# [Text shown]

By Kate Davidson 

Federal Reserve and Treasury Department officials in August 2011 had privately formalized a plan to make on-time payments on Treasury debt and delay paying other government bills if Congress and the White House failed to reach an agreement to raise the federal borrowing limit, according to transcripts of a central bank meeting released Thursday.

The transcripts provide the most detailed description yet from any government agency of what officials were prepared to do in the event of a debt-limit breach.

At the time, Obama administration officials were warning the Treasury would run out of cash to pay all the government's bills if Congress failed to lift the debt ceiling.

Republicans were pressing the Treasury to prioritize payments to bondholders to avoid a default on U.S. government securities, a linchpin of global markets. But Treasury officials said prioritizing principal and interest payments while missing payments on other obligations -- such as Social Security checks, veteran benefits and other vendor bills -- was "simply default by another name," and thus an "unacceptable outcome."

The issue was of great concern then to investors around the world, and could be again this year as Congress faces another debt ceiling deadline on March 15.

The prospect that the U.S. government might fail to make bond payments had roiled financial markets when Fed officials held an emergency conference call on Aug. 1, 2011, just after congressional leaders announced a deal to raise the debt limit.

Transcripts from the call show the Fed -- acting as the Treasury's fiscal agent and at its direction -- was prepared to keep making principal and interest payments on time, and delay other payments as necessary, if the deal fell through and the debt limit wasn't raised in time.

Louise Roseman, the director of the Fed's division of reserve bank operations and payment systems at the time, told Fed officials that the central bank, its regional reserve banks and the Treasury had jointly developed and codified the procedures into a "special operating circular, " which it planned to issue to banks if Congress failed to strike a timely agreement. The plan was "approved by the Treasury as reflecting what it would like the Reserve Banks to do as its fiscal agents if it ever came to that," she said.

The Fed released the transcripts from its 2011 meetings on Thursday under its customary five-year lag.

Ms. Roseman said the Treasury planned to ensure it would be able to make the interest payments "by holding back other government payments and accumulating sufficient cash balances in its Fed account to pay upcoming coupon payments."

# [Problem A]
From the article on the 2011 debt-limit plan, list each obligation that the article names as a payment that would be missed while principal and interest on Treasury debt were prioritized.

# [Data for processing]
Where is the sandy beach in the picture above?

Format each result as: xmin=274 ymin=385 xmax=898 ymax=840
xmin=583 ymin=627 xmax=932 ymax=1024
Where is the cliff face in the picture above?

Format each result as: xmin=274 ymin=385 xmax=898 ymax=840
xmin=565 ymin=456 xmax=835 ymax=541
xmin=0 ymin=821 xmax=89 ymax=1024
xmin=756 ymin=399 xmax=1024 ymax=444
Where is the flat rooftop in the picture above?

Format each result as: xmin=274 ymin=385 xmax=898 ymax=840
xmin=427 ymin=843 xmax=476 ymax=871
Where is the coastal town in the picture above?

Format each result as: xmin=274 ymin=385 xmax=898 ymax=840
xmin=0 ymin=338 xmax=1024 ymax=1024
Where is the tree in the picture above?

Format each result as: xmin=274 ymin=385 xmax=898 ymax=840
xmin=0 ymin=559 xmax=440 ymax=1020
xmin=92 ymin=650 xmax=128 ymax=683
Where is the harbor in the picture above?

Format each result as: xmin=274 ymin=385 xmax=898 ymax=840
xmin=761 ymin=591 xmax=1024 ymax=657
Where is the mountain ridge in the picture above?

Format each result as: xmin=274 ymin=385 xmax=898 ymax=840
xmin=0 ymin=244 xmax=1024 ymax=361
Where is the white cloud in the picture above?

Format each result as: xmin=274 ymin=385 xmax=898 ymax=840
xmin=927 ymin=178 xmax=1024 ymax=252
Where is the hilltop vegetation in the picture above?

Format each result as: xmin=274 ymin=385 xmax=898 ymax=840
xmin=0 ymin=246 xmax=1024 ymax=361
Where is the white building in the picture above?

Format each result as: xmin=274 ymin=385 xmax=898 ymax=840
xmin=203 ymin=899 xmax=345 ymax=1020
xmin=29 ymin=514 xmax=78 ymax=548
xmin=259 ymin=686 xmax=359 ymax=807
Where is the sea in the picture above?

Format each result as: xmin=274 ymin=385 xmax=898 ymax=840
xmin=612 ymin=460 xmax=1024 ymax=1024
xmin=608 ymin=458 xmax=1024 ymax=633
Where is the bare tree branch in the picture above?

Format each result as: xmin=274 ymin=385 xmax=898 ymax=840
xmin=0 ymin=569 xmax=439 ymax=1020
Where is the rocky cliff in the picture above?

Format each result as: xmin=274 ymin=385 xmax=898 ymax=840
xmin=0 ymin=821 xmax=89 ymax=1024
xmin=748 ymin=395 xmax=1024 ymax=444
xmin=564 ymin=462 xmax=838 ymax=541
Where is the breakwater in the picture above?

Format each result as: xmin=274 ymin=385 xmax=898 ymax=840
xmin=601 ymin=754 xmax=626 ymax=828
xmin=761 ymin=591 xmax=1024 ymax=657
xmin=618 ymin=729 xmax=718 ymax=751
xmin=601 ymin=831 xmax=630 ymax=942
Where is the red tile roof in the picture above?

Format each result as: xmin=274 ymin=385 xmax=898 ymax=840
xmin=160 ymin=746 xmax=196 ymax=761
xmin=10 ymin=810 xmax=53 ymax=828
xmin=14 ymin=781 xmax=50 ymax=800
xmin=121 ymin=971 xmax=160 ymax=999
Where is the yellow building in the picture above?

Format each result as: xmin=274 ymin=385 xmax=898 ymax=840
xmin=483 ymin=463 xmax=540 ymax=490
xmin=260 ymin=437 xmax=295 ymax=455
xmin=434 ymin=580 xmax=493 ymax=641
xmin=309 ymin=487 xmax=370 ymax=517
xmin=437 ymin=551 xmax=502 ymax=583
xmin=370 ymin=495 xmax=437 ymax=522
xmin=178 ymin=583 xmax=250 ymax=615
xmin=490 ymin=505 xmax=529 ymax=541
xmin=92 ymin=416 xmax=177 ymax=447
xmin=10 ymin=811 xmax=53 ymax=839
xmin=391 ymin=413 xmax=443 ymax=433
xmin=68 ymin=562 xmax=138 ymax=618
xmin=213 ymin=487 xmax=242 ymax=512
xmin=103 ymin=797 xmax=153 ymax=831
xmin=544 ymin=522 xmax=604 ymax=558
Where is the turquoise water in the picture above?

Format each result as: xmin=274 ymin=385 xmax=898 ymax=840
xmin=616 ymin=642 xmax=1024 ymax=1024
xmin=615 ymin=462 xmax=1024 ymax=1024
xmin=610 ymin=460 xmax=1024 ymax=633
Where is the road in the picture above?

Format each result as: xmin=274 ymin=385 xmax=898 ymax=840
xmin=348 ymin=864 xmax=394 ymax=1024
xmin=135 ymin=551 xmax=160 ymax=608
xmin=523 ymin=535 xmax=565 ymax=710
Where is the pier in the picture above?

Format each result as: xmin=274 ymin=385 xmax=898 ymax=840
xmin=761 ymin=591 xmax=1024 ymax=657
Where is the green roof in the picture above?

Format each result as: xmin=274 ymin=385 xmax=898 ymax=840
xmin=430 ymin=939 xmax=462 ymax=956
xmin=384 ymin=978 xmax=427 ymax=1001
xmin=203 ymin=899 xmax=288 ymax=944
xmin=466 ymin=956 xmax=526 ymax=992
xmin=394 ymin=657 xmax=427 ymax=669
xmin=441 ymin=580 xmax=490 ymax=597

# [Problem B]
Extract every line of the entries that contains the word "building".

# [Expected output A]
- Social Security checks
- veteran benefits
- other vendor bills

# [Expected output B]
Where is the white building in the picture above?
Where is the yellow building in the picture above?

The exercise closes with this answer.